O entregador Matheus Fernandes, 18, foi agredido e ameaçado por dois seguranças armados em um shopping no Rio de Janeiro. Ele tinha ido trocar um relógio que havia comprado para o Dia dos Pais, quando os homens o acusaram de roubo. Apesar de protestos, foi jogado escada abaixo. Usava um boné do "incrível Hulk" e os PMs deduziram ser "coisa de traficante". Matheus, Negro.
E nós, pensando que já tínhamos visto tanta violência racista, ainda fomos brindados, em nosso horror, com a sentença de uma juíza do Paraná. Diante do caso de um suspeito sobre o qual não havia provas, ela escreve "seguramente integrante de grupo criminoso, em razão de sua raça". Que raça? Coincidência "normal", raça Negra. Diante das reações, ela se vitimiza, coitada: "Fui mal interpretada". Sem comentários.
Sabemos que o racismo é estrutural no Brasil, se alastra e corrói a sociedade, a economia, a cultura, a política, as igrejas. As relações entre pessoas e instituições. "Justifica" as desigualdades e as violências. O que me levou a evocar o caso do Joílson, de 1983, ao tratar hoje deste tema, sobre o qual tanto já foi escrito é o seguinte: naquela época houve apoio e proteção corporativa ao procurador assassino. Com o fim do regime militar, a Constituição de 1988 e os governos socialdemocratas (pelo menos até 2014), tivemos a ilusão de que a sociedade brasileira estava ficando mais "educada" no sentido civilizatório. E daí temos dificuldade de entender o apoio, inclusive das classes "letradas", ao bolsonarismo mais vulgar e cruel, a começar pelo racismo.

Entradas de indicação de objetos nomeados
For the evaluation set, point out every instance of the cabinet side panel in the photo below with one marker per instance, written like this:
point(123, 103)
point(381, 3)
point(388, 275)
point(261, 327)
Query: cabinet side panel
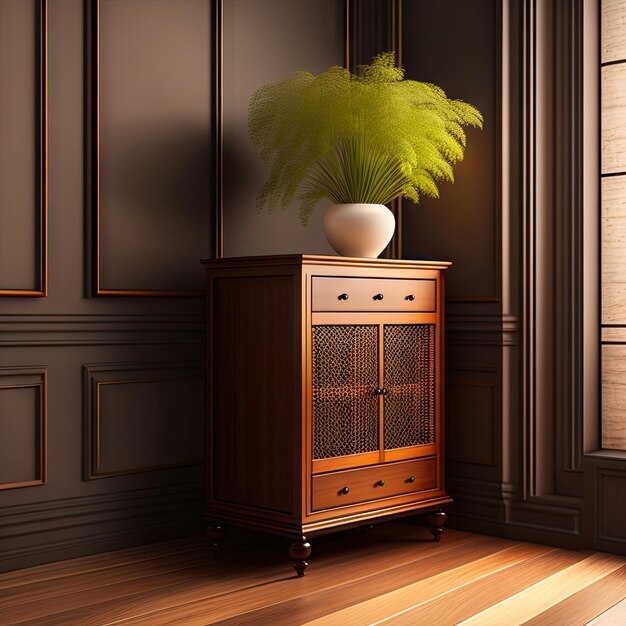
point(254, 423)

Tarefa proposta
Você pode dar seguimento ao texto sobre o racismo no Brasil a partir da última frase apresentada? As entradas não têm nenhuma função neste exercício.

Resposta do exercício
Realmente, Margarida tem toda razão: é muito triste termos que enxergar as características abjetas de uma sociedade herdeira de quase 400 anos de escravidão legal. Tais características ficaram, pelo menos explicitamente, um pouco adormecidas, mas a eleição do capitão abriu as portas do inferno. E saíram todos os preconceitos, as discriminações ofensivas, a exploração do trabalho, o apego aos privilégios, as violências de todo tipo contra os mais vulneráveis.
Aquele procurador assassino de 1983 continua entre nós. Vamos à luta!
P.S. Uma palavra de admiração, entusiasmo e carinho diante de nosso companheiro da Comissão Arns, José Vicente, Reitor da Universidade Zumbi dos Palmares, incansável lutador, que acaba de criar o Movimento AR. Viva! Estamos juntos!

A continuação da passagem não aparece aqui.